Reproduce every entry below precisely; do not include the pictures.

▶ _Data for processing_:
BEGIN
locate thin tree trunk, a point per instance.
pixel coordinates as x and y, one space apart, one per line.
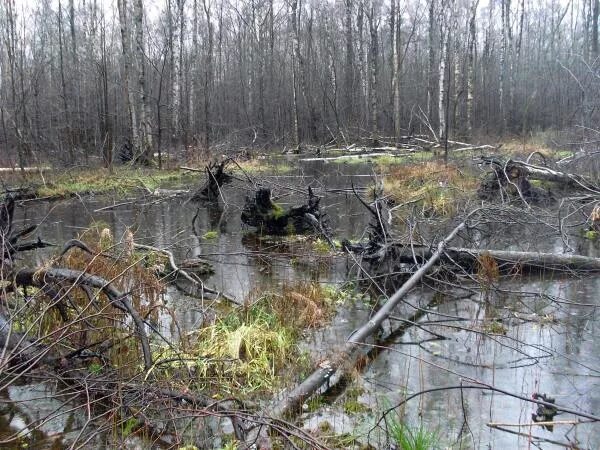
395 22
145 128
595 13
127 58
295 69
208 77
431 62
471 67
63 83
443 81
349 69
373 54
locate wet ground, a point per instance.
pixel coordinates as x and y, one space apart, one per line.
537 334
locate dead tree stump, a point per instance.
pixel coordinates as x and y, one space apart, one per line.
270 218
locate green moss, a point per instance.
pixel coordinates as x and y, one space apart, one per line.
321 246
314 404
277 211
210 235
290 229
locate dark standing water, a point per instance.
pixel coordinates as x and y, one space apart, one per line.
550 343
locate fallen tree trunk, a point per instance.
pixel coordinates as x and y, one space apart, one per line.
18 349
216 177
468 258
513 178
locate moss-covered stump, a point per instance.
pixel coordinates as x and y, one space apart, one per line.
270 218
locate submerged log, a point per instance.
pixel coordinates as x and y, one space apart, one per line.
345 359
270 218
468 258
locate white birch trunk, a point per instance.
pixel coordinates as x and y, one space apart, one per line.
145 128
127 58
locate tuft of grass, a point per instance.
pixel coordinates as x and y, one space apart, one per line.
487 269
494 327
99 181
249 349
245 349
210 235
435 187
411 438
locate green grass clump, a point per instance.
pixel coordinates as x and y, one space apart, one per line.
435 187
411 438
101 181
246 348
210 235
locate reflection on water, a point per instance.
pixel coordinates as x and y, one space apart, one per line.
549 346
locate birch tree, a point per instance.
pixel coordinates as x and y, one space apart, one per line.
145 132
373 56
127 74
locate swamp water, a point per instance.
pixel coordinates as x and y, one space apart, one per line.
537 335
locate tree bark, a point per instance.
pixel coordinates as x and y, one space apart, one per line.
373 55
471 66
344 360
396 25
145 132
127 58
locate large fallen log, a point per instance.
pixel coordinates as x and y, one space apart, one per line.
41 277
469 258
344 360
513 178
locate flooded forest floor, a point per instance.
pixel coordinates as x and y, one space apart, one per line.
346 298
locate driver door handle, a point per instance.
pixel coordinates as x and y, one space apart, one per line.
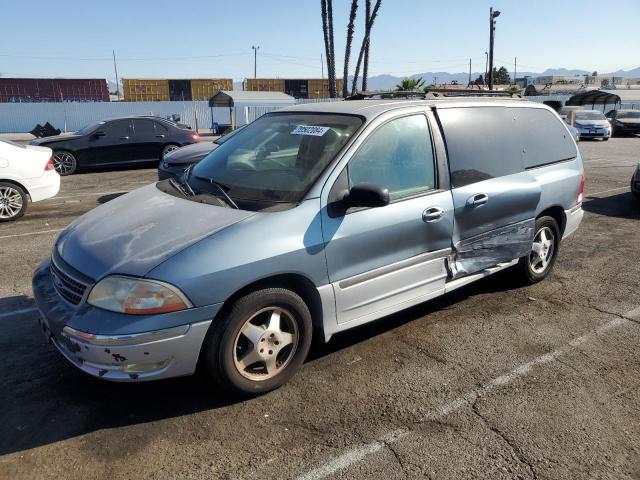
477 200
432 214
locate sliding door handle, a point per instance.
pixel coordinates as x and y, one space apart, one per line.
432 214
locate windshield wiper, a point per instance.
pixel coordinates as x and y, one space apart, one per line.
220 187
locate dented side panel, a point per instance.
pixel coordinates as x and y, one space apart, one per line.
487 249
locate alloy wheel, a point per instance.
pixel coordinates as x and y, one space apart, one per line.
64 163
11 202
542 250
266 343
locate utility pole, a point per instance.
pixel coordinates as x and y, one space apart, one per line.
255 61
492 29
115 67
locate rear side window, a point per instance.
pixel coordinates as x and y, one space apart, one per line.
399 156
489 142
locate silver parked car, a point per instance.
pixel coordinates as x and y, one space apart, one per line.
592 124
310 221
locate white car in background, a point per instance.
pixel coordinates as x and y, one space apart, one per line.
26 173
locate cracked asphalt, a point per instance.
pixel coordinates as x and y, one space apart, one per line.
492 381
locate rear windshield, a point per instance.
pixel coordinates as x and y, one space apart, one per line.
277 158
590 116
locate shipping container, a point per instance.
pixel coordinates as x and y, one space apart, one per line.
145 90
205 88
298 88
53 90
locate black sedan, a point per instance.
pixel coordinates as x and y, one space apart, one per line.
119 141
624 122
175 163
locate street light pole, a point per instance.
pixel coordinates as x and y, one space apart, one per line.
255 61
492 29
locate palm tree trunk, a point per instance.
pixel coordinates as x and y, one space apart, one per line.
347 53
332 67
365 40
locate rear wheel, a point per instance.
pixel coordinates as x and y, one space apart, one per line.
64 162
544 251
260 343
13 202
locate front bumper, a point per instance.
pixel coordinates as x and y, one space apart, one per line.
141 355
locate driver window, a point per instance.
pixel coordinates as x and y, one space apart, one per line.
399 156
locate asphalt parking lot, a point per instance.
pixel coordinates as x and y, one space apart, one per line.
END
▶ _Expected answer_:
locate thin tree trunk, a point per instance.
pixel coordinates as x and y, one space apart, one per line.
395 22
145 128
595 13
127 58
295 69
208 77
431 62
471 67
63 83
443 81
349 69
373 54
locate wet ground, a point per instance.
pixel coordinates as x and y, one space apart, one per line.
537 334
locate dead tree stump, a point per instance.
pixel coordinates as x and y, one space apart, one per line.
270 218
locate green moss, a point per instance.
pixel coordinates as x and y, one space apart, one per line.
321 246
314 404
277 211
210 235
290 229
locate dark standing water, a point per instance.
pixel coordinates as x and y, one space apart, one per line.
550 343
locate fallen tree trunk, a point per instance.
pixel coordinates as x and y, one space apart, one per line.
18 349
216 177
468 258
513 178
locate moss-covered stump, a point per instance.
pixel coordinates as x and y, one space apart, one per line.
270 218
locate submerged log, a point per instance.
pixel coordinates as x and y, one space apart, one per line.
345 359
270 218
468 258
locate white birch trunk, a point per instance.
pixel coordinates as x and y, one space apart, one per line.
145 128
127 58
locate tuft of grass, a point per instance.
pixel coordinates as x and y, one space apart, one per line.
487 269
494 327
99 181
249 349
245 349
210 235
435 187
411 438
locate green grass clump, a point per instance.
pixel coordinates as x and y, one space apart, one per line.
435 187
411 438
101 181
246 348
210 235
locate reflection on water, a point per instance.
pixel coordinates as x and y, one space apart, one per line.
549 346
locate birch tree, a point per instance.
pixel coordinates as x and y, one space apart, one per line.
145 132
373 56
127 74
locate swamp water, a point per instance.
pixel coordinates as x and y, one space apart, one per line.
537 335
locate tree bark, a point per instance.
pixel coordinates as x and y, one space apart, one per line.
373 55
471 66
344 360
396 25
145 132
127 58
locate large fallen log, a point per instance.
pixel coordinates as x and y, one space apart, one per line.
41 277
469 258
344 360
513 178
locate flooded forest floor, a point per instance.
pixel coordinates as x and y, one space apart, one per line.
346 298
locate driver door handle, a point per instance.
pixel coordinates as x and y, one space apart, one per line.
477 200
432 214
locate sliding door handle, a point per instance.
pixel coordinates as x and y, one space apart, one per line.
432 214
locate windshield wiper, a point per instance.
pixel coordinates as x and y, one space apart, one per line.
220 187
locate dented side panel, a point per instance.
pixel coordinates as x and y, one space apart, one per line.
487 249
locate alloy wheel, a point per instance.
pixel coordinates as x and y, one space apart, one per line.
64 163
11 202
542 250
266 343
locate utility pole, a point per instance.
pixel coordinates as x and y, one space apart, one per line.
255 61
492 29
115 67
locate rear side window, a point per instance.
pixel coordinates as x and y, one space apart, one per line.
399 156
489 142
locate silver parked car, a point per instance.
pixel coordinates as x and y, one space apart, one per line.
592 124
310 221
locate white car in background, a point per instance.
pixel coordinates as x and y, one space apart, one per line.
26 173
locate cracked asphalt, a point per instance.
pixel coordinates as x and y, one space apart, one per line.
492 381
locate rear windshield, a point per instance.
pixel coordinates as x and y, one space apart, one per line.
277 158
590 116
locate shipping container, a point per instance.
pixel coordinates as x and y, one space apart, one per line.
145 90
205 88
298 88
53 90
locate black sedan, a point per instance.
pixel coordinates as x and y, one space apart, one per line.
119 141
624 122
175 163
locate street light pole, a point per instance.
pixel coordinates as x and y, one space apart, one per line.
255 61
492 29
locate palm tree trunk, a point per instance.
pixel coordinates as x and y, one space apart, one per line.
347 53
332 67
365 40
locate rear wheel, a point per instance.
pixel coordinates as x and y, one space apart, one per line.
64 162
544 251
260 343
13 202
locate front bumper, a point per instance.
pixel coordinates as x and y, one space apart, one per line.
141 355
locate driver window, a point per instance.
pixel coordinates as x and y, one space apart, one per line.
399 156
locate asphalt parking lot, a point per instance.
pixel coordinates as x and y, one space apart, one per line.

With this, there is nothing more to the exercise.